━━━ 所与の記録 ━━━
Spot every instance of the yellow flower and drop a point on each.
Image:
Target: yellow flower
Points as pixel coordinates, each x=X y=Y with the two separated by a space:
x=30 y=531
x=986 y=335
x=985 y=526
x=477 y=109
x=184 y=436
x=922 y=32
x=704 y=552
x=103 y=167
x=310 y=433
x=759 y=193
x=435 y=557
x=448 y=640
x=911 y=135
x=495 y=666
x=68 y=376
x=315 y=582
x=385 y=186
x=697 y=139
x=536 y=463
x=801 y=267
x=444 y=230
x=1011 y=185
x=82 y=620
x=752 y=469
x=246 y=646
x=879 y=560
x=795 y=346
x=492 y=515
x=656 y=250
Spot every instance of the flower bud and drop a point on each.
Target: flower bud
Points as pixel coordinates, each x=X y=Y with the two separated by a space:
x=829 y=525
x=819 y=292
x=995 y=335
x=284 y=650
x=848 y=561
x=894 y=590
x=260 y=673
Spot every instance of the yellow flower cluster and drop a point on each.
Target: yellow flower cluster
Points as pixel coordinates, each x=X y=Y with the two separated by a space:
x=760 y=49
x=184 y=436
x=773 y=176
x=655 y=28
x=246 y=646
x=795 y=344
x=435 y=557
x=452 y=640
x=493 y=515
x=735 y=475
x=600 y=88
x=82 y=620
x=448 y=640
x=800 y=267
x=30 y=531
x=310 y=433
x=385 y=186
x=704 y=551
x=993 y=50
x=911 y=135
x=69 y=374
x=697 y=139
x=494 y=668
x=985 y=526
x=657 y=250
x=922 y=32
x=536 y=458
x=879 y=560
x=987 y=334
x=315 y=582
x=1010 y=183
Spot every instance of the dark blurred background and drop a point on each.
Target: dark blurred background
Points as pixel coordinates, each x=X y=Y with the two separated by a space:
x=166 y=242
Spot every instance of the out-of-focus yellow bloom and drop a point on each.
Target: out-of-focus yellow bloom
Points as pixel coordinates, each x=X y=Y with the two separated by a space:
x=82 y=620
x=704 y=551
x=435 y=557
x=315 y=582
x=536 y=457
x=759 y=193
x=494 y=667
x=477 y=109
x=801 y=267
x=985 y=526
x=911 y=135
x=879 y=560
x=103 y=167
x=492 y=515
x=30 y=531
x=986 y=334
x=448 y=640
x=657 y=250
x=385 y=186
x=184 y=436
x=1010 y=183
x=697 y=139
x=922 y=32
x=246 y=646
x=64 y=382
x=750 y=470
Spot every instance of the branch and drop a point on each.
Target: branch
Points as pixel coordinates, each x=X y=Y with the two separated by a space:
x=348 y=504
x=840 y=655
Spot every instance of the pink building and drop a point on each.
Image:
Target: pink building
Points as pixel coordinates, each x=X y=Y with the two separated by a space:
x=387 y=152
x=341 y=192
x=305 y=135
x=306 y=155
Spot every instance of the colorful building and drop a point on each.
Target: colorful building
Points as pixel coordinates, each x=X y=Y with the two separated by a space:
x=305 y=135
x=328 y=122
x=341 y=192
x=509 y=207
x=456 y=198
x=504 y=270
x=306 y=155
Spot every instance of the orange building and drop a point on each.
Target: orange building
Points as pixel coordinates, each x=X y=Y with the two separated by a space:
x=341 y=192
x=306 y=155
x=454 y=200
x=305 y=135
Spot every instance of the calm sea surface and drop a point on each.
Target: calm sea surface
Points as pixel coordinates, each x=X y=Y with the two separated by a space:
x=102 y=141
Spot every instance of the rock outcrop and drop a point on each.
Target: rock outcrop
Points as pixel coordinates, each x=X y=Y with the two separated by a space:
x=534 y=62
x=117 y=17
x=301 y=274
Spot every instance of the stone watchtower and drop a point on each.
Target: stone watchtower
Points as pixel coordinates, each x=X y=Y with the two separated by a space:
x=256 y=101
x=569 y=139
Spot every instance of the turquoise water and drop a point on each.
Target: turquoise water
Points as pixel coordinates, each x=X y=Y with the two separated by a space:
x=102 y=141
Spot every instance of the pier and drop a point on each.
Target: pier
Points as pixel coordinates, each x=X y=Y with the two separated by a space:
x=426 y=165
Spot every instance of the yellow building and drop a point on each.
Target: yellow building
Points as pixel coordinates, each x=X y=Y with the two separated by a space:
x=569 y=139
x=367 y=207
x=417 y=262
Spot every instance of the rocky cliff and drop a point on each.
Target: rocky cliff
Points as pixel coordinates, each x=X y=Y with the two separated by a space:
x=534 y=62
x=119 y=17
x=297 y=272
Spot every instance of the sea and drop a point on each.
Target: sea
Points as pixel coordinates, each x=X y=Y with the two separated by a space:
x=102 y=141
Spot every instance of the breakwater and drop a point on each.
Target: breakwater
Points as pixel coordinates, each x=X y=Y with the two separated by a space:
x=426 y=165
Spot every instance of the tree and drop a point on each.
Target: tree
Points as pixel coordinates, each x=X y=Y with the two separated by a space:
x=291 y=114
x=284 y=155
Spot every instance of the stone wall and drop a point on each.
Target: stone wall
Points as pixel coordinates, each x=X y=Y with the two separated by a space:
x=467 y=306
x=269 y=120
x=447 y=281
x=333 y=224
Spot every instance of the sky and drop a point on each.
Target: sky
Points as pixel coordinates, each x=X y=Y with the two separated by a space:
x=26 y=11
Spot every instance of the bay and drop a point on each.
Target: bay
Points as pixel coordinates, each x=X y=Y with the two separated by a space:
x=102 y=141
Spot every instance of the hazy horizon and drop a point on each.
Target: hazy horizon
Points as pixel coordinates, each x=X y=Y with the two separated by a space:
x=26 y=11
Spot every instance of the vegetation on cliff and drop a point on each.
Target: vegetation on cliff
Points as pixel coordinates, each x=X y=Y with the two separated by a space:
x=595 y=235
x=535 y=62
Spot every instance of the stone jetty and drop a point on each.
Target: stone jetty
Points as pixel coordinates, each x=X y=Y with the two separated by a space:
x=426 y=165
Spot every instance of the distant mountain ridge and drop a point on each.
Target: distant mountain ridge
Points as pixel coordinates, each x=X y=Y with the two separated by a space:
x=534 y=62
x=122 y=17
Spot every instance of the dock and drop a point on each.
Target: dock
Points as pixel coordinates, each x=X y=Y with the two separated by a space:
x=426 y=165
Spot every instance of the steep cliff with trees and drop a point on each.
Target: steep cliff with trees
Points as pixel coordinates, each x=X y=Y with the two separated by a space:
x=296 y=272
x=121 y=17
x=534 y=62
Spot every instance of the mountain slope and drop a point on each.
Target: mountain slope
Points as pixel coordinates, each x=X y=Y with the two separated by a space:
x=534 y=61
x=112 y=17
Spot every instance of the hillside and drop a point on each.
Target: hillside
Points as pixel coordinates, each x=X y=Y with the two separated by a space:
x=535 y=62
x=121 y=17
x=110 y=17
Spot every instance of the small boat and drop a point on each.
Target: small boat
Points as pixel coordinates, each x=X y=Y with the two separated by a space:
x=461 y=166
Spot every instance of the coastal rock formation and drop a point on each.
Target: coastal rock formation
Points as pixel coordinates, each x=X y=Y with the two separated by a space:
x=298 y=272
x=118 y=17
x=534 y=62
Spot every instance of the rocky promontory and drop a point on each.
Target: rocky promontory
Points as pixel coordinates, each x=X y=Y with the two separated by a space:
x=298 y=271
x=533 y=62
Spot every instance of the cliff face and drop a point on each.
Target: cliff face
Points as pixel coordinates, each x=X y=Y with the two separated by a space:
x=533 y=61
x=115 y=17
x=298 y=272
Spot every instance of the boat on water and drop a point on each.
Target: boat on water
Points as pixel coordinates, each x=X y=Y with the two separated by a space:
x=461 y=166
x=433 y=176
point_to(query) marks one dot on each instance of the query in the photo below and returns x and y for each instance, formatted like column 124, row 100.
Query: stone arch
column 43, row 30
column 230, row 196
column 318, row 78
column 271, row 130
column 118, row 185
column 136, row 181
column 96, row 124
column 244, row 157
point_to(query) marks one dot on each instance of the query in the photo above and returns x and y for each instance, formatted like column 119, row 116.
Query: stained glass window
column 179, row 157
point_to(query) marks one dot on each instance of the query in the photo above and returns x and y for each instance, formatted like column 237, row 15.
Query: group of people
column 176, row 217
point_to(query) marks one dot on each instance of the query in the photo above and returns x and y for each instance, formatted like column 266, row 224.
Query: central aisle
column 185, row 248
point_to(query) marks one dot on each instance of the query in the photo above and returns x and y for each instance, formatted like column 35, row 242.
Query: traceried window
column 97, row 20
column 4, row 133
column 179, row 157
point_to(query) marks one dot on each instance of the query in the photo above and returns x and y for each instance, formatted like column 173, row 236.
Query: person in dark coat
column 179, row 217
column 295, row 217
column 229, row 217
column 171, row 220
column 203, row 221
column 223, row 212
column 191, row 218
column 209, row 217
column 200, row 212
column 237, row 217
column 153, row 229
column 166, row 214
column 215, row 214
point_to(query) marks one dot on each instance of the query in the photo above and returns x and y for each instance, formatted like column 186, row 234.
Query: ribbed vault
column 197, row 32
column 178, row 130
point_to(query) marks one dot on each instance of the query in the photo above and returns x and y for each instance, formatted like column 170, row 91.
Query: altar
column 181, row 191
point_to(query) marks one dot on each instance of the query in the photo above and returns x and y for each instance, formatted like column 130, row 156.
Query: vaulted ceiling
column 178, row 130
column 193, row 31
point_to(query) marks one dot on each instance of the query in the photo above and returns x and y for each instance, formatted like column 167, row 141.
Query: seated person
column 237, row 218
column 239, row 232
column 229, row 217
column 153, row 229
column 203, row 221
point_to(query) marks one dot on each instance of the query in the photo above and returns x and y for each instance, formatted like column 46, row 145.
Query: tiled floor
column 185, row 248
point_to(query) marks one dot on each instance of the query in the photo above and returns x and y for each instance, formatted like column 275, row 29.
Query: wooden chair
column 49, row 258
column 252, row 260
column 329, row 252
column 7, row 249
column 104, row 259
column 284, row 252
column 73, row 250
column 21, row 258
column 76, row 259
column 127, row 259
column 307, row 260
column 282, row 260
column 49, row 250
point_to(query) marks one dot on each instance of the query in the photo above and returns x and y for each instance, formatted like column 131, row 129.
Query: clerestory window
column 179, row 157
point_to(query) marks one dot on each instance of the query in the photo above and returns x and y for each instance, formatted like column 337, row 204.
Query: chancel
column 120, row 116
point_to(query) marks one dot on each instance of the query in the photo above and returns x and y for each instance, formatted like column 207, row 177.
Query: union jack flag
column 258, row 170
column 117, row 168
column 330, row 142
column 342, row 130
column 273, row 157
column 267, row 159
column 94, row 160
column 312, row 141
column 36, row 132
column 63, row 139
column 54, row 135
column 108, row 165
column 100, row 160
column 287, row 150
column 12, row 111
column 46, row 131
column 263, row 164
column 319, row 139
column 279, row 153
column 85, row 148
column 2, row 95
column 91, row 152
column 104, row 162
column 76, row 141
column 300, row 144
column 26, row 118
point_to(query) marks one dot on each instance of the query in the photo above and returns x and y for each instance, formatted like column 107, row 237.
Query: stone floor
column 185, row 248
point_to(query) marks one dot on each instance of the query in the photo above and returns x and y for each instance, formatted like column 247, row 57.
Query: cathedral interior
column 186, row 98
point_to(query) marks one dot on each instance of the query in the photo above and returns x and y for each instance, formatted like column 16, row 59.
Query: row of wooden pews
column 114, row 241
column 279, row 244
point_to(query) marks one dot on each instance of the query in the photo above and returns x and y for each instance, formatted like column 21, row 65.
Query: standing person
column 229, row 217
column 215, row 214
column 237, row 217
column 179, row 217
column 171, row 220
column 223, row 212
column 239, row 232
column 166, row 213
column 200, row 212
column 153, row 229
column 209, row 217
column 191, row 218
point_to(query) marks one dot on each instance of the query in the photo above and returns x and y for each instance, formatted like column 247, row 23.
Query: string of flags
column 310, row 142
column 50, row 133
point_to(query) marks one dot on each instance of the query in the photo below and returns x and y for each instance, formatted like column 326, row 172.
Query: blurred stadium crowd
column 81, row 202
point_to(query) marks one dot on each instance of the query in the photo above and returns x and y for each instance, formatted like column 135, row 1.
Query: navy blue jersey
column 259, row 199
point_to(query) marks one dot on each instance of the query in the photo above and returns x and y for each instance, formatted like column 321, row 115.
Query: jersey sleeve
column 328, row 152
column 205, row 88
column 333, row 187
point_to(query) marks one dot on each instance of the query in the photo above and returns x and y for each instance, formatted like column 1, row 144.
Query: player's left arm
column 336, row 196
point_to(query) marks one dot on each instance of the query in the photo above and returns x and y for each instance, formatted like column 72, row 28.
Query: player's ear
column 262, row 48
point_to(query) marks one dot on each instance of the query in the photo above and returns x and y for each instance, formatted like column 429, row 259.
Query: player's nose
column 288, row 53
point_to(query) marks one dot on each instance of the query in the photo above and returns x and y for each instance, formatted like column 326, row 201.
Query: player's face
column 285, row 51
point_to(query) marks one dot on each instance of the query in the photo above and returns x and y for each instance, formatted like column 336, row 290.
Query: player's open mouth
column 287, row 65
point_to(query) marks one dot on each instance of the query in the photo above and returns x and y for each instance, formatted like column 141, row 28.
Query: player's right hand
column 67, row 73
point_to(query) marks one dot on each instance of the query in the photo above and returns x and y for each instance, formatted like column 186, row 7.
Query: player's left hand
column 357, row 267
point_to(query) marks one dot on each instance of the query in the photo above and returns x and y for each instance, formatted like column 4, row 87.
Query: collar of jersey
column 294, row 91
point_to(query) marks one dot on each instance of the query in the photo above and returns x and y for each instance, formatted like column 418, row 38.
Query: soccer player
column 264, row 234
━━━
作業指示:
「1, row 144.」を含む行から始めて「column 294, row 91」を含む行まで（両端を含む）を、空行を除いた番号付きリストとして並べてください。

演習への解答:
1. point_to(query) marks one dot on each instance of the query in the photo above and returns x and y for each instance, formatted like column 1, row 144.
2. Query: player's left arm
3. column 336, row 196
4. point_to(query) marks one dot on each instance of the query in the photo above and returns x and y for each instance, formatted like column 72, row 28.
5. Query: player's ear
6. column 262, row 48
7. point_to(query) marks one dot on each instance of the query in the photo above and returns x and y for each instance, formatted like column 429, row 259.
8. Query: player's nose
9. column 288, row 53
10. point_to(query) marks one dot on each instance of the query in the photo above and returns x and y for each instance, formatted like column 326, row 201.
11. Query: player's face
12. column 285, row 51
13. point_to(query) marks one dot on each instance of the query in the photo above and returns x and y for each instance, formatted like column 336, row 290.
14. Query: player's open mouth
15. column 287, row 65
16. point_to(query) marks one dot on each instance of the query in the photo above and returns x and y for each instance, formatted like column 141, row 28.
17. Query: player's right hand
18. column 67, row 73
19. point_to(query) marks one dot on each instance of the query in the photo above and returns x and y for each instance, formatted like column 186, row 7.
20. Query: player's left hand
21. column 357, row 267
22. point_to(query) marks one dot on each instance of the query in the photo above and returns x and y for each instance, formatted like column 4, row 87.
23. Query: collar of jersey
24. column 294, row 91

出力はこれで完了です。